- _Task statement_: Lay out everything from the start of the rows down to the line containing "61L20 49L0 71L0" as a two-column CSV headed instruction and output, with one CSV line per row. Put the row's text in instruction and its answer in output, each in one quoted field with line breaks turned into spaces.

- _Provided information_:
- - - - -

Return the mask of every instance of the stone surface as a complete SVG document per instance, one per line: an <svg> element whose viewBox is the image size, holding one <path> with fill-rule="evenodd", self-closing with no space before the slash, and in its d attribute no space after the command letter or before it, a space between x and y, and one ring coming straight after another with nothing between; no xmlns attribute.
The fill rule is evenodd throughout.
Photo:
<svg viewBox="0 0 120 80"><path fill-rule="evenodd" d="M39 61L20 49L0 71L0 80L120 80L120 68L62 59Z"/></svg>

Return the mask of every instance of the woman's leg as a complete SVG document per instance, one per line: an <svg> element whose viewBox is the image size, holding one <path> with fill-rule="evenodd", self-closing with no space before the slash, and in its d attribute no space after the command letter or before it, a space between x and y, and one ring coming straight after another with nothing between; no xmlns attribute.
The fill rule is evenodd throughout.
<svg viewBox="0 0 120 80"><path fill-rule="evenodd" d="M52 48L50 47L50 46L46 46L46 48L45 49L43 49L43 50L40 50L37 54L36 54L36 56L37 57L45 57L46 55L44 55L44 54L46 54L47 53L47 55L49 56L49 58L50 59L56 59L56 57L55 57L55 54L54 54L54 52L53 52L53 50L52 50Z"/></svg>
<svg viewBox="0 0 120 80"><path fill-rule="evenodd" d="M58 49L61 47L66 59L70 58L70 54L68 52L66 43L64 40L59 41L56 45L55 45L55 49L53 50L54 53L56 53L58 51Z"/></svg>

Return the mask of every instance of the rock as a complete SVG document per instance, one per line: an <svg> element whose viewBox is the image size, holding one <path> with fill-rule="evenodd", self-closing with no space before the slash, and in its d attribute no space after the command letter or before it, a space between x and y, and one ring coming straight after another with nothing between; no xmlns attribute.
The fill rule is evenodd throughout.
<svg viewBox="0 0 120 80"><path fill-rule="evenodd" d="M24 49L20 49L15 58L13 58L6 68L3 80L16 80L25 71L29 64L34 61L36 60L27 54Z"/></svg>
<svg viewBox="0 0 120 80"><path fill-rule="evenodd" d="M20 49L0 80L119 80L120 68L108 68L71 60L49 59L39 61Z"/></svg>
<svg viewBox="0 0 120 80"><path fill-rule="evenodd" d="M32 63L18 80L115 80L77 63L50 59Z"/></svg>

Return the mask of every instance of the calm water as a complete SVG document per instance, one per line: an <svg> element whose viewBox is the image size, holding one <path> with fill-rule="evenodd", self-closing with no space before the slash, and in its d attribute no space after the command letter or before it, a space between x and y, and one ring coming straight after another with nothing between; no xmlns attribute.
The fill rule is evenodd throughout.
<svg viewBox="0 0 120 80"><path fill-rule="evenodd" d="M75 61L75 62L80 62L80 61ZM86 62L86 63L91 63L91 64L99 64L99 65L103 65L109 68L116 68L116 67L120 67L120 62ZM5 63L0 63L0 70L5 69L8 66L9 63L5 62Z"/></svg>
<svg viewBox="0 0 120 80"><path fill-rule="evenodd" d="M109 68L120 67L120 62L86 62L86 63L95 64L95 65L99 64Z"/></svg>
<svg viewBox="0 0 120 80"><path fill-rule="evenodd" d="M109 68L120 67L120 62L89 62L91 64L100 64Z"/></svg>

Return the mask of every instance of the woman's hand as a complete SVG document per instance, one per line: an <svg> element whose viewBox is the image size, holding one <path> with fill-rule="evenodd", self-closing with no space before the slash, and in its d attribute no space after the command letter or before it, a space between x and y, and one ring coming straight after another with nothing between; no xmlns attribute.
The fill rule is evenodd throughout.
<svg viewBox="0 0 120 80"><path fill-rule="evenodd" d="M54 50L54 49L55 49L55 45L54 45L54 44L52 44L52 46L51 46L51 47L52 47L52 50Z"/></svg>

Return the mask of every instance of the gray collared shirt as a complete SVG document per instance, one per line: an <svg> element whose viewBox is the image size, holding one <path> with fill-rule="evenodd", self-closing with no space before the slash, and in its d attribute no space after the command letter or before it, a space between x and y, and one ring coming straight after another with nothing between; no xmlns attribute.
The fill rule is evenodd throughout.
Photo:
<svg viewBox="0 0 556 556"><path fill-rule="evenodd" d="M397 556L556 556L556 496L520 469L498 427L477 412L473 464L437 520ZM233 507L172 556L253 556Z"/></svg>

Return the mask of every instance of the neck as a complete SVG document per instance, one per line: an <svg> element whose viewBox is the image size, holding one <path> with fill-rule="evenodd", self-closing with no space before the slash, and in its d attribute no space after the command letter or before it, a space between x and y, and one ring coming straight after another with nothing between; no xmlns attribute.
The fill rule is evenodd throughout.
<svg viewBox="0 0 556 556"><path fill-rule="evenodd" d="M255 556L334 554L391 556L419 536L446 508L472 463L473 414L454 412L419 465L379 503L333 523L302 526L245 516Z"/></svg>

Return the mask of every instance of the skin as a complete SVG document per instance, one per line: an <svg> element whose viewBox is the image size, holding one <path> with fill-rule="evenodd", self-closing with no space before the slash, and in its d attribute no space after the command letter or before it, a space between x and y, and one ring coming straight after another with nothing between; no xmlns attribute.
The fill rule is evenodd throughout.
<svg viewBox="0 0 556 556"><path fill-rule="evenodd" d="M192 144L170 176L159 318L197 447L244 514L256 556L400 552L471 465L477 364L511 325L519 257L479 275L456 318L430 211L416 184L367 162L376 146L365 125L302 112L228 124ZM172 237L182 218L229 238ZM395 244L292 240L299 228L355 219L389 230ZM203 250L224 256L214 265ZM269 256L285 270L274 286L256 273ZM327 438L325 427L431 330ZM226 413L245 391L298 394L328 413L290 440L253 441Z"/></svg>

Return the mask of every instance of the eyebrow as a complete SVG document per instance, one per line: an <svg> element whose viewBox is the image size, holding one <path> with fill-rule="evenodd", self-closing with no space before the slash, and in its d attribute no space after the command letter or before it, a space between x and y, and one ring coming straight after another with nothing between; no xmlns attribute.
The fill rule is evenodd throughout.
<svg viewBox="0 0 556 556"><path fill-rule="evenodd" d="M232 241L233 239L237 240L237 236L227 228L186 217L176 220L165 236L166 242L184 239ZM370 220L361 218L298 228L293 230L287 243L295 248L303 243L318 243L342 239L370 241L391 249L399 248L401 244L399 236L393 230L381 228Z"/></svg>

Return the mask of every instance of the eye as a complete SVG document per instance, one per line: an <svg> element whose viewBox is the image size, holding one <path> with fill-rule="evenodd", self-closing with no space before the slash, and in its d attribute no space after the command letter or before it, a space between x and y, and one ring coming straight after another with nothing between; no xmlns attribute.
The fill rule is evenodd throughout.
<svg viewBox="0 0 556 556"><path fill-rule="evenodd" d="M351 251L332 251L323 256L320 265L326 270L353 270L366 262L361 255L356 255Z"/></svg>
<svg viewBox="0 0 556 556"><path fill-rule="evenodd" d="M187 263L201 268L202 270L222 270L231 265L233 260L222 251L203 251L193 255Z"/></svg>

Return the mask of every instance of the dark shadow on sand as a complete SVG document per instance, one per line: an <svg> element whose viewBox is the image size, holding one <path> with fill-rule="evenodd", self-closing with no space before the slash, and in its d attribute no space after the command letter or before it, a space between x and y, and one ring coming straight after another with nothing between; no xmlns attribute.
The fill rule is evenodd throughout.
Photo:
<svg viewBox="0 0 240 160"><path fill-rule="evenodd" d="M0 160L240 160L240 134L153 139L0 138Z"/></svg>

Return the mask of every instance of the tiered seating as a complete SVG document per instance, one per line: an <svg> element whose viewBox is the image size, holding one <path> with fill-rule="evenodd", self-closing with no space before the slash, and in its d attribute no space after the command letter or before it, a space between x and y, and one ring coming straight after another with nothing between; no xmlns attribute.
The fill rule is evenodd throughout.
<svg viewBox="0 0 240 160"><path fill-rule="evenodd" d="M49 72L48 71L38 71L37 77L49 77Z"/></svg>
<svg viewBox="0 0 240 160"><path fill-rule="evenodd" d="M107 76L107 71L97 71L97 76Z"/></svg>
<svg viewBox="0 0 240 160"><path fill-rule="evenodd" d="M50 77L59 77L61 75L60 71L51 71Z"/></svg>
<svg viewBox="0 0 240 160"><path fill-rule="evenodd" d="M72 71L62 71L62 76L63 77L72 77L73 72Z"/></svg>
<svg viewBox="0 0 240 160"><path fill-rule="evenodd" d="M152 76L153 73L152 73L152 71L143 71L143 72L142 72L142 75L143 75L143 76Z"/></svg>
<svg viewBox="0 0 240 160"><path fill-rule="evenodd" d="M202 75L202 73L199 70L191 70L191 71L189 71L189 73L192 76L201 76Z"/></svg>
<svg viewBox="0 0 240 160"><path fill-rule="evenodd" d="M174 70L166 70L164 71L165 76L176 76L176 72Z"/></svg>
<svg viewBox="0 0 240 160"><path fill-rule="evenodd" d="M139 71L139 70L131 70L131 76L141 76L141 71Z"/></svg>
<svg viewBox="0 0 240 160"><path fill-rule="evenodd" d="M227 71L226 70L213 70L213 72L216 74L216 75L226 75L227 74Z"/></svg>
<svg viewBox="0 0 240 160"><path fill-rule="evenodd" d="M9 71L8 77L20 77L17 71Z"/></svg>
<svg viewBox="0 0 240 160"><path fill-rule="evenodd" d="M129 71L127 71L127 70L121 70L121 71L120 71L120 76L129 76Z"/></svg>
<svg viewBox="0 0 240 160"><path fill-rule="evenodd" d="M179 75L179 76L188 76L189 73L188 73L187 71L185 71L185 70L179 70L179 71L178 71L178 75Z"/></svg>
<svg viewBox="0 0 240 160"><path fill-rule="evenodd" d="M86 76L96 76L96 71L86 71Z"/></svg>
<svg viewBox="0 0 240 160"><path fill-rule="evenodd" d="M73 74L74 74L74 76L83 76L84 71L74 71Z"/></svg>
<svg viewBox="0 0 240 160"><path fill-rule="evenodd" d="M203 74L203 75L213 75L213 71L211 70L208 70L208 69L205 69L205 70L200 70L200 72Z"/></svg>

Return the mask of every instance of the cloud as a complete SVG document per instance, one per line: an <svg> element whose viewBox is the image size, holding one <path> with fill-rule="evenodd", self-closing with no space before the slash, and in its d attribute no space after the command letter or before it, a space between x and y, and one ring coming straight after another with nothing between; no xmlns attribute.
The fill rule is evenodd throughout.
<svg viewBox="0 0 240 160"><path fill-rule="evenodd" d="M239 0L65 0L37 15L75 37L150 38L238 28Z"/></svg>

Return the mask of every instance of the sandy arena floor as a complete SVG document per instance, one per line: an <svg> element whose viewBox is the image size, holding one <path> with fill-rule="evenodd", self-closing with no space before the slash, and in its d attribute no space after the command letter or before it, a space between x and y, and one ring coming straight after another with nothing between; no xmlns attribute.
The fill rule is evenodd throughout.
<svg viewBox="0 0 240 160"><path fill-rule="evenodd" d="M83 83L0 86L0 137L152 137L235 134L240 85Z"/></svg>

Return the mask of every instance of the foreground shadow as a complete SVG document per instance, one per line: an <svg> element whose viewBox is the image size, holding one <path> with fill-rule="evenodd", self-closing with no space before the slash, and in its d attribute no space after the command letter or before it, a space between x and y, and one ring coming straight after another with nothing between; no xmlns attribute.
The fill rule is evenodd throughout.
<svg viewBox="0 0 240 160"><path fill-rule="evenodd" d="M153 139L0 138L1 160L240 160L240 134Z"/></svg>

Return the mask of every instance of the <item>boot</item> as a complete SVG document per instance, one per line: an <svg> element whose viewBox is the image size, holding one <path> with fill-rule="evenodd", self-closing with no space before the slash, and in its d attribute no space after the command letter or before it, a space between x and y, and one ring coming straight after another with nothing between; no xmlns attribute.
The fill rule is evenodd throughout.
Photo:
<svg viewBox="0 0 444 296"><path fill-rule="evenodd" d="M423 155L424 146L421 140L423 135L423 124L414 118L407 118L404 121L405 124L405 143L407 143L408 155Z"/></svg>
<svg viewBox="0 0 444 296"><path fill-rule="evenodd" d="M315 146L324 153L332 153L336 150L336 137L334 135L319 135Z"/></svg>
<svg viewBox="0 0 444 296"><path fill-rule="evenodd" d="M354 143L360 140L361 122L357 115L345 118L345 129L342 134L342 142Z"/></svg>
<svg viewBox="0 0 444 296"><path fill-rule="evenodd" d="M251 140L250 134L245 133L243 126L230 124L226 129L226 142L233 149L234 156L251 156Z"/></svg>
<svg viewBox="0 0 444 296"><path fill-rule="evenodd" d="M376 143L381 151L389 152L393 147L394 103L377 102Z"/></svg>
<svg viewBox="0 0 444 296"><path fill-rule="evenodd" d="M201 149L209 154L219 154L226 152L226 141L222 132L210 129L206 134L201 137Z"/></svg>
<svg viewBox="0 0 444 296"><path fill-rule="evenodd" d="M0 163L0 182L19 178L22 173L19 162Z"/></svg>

- - - - -

- _Solution below_:
instruction,output
"Return the mask of every instance of the stone surface as a complete SVG document per instance, one per line: an <svg> element whose viewBox is the image size, holding one <path> with fill-rule=""evenodd"", self-closing with no space before the slash, and in its d attribute no space after the command letter or before it, a space between x and y, and one ring coming straight after another with nothing between; no xmlns attribute. The fill rule is evenodd throughout. Photo:","<svg viewBox=""0 0 120 80""><path fill-rule=""evenodd"" d=""M39 61L20 49L0 71L0 80L120 80L120 68L62 59Z""/></svg>"